# Given text:
►
Israeli researchers believe they can make the most lethal brain cancer less deadly, after they stopped tumors from growing in mice and in a lab model using human cells by blocking specific proteins from reaching them.
Glioblastoma only has a 40 percent survival rate after a year and 5% after five years, even with surgery, radiotherapy and chemotherapy.
But Prof. Ronit Satchi-Fainaro said she is hopeful that her new study, conducted on mice and lab models, will make the illness “chronic but manageable or even cure it completely.”
Her team modified hundreds of mice to give them glioblastoma, which accounts for half of all primary brain cancers and is considered the most aggressive cancer that starts in the brain.
All the mice had brain tumor growth and died within weeks, unless they took a chemical compound to block production of the P-selectin protein. The mice that took the P-selectin blocker all recovered and lived.
◄
# Actions to take:
a: Answer these questions from the glioblastoma passage:
(i) What are the survival rates for glioblastoma after one year and after five years?
(ii) What share of all primary brain cancers does glioblastoma account for?
(iii) Which protein did the chemical compound given to the mice block?
b: Using the glioblastoma passage, explain in one to three sentences why the Israeli researchers believe they can make this brain cancer less deadly.
c: Continue the passage on glioblastoma research from its final sentence.

# Information given:
►
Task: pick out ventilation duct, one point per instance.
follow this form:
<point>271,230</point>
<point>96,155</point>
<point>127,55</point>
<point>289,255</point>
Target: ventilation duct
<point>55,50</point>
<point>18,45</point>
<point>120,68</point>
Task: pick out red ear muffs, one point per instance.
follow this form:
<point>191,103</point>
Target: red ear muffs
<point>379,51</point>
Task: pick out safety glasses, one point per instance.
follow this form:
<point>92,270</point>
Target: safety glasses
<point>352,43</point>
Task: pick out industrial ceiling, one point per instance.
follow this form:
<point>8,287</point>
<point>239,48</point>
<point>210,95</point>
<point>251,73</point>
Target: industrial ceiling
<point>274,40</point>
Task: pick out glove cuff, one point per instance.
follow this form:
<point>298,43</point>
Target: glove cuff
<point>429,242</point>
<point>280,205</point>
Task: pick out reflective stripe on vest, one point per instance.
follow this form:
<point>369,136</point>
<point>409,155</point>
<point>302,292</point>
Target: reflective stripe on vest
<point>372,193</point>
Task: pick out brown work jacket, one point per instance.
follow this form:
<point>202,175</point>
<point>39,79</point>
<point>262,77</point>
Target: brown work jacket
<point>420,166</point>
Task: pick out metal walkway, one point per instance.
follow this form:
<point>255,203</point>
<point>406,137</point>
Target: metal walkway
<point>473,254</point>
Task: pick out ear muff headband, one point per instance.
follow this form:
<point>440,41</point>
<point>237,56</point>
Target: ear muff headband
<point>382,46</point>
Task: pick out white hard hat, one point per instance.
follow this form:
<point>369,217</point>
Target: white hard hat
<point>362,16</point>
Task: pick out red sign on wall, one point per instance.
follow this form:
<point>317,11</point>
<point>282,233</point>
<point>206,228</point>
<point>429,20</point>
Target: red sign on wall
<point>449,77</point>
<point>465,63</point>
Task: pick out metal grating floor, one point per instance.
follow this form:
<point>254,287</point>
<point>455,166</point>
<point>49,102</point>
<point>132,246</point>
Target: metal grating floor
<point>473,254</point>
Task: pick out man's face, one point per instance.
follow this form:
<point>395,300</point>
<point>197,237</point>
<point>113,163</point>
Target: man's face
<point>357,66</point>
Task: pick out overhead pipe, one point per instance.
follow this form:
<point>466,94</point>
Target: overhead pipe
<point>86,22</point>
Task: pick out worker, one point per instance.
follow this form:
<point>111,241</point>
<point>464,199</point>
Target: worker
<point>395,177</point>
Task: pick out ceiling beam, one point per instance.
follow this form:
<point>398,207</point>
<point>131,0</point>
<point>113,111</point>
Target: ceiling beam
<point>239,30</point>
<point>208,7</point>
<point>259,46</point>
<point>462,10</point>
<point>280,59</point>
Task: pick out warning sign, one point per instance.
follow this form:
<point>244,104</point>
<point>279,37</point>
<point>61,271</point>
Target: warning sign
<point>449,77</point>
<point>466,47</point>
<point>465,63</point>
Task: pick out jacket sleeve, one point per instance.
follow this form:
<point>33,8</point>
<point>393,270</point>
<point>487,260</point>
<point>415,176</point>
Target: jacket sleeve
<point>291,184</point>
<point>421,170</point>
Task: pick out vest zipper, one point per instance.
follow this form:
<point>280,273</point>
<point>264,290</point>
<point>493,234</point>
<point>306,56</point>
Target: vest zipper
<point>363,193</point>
◄
►
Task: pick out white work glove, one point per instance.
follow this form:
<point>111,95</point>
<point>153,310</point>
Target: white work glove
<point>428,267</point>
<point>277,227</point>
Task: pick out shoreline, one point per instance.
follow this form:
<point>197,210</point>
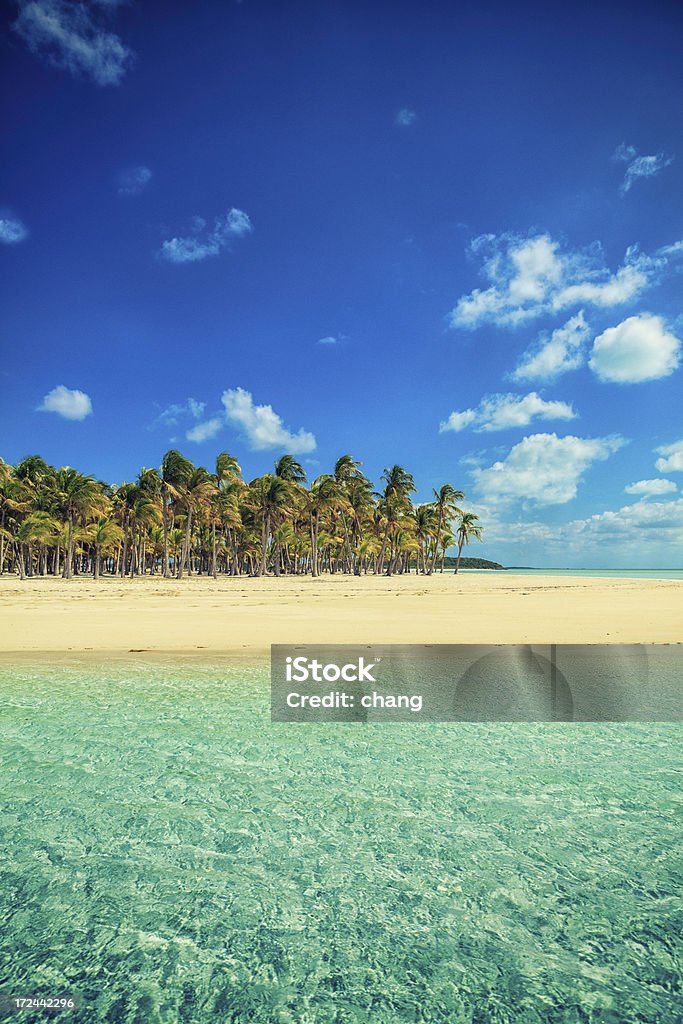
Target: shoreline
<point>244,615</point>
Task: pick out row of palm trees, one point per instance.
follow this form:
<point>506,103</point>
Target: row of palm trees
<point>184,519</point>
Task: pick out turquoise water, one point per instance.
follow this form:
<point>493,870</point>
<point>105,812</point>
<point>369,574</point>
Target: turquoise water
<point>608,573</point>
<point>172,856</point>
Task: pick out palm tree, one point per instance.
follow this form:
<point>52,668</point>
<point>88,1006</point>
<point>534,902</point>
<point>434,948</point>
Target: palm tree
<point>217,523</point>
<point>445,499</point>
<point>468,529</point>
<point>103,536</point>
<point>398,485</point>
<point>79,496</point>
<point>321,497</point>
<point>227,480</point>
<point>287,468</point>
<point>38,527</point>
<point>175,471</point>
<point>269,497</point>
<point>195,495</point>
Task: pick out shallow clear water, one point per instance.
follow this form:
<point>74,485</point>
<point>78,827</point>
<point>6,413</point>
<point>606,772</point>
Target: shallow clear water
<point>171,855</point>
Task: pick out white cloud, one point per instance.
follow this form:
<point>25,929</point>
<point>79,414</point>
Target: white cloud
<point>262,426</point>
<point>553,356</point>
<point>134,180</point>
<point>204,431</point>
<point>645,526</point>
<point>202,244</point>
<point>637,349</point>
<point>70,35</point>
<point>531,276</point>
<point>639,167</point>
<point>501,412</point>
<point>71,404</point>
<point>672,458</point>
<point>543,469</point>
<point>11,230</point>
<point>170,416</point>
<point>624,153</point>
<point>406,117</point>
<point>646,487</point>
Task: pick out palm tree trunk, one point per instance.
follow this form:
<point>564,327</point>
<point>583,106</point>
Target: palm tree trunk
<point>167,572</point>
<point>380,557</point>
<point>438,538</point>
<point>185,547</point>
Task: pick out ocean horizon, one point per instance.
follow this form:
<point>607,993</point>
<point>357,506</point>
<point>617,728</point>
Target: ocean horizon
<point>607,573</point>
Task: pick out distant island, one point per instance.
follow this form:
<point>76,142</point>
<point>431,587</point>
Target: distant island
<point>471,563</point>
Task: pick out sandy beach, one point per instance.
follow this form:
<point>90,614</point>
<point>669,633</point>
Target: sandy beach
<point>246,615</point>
◄
# Expected responses:
a:
(i) The survival rate is 40 percent after one year and 5% after five years.
(ii) It accounts for half of all primary brain cancers.
(iii) It blocked production of the P-selectin protein.

b: They believe this because they stopped tumors from growing in mice and in a lab model using human cells. They did this by blocking specific proteins from reaching the tumors.

c:
The protein blocking compound also inhibited growth of tumor cells taken from human patients and inserted into a 3D model of a human brain in a lab, said Satchi-Fainaro.
The study was just published in the peer-reviewed Nature Communications journal, and Satchi-Fainaro said she hopes that human trials will be conducted soon and conclude that blocking the P-Selectin protein is a treatment for glioblastoma.
“We’re talking about one of the most aggressive cancers, which is considered stage four from diagnosis, and this is really exciting,” she said. “It is is paving the way for a new therapy for a disease that hasn’t had anything new in terns of treatment over the last decade.”
Satchi-Fainaro, director of Tel Aviv University’s Cancer Biology Research Center and head of the institution’s Cancer Research and Nanomedicine Laboratory, stressed that blocking the P-selectin protein won’t require any new drugs, as blockers have already been developed for treating other conditions and have been shown to be safe on ongoing clinic trials.
Her team, which included PhD student Eilam Yeini and Dr. Asaf Madi, decided to probe the potential for blocking P-selectin after studying the way that glioblastoma cells “corrupt” an aspect of the brain’s immune system.
“There are cells in the brain’s immune system called microglia, and they are meant to block pathologies including cancer,” she said. “We wanted to understand how they lose their ability to inhibit this cancer, glioblastoma.”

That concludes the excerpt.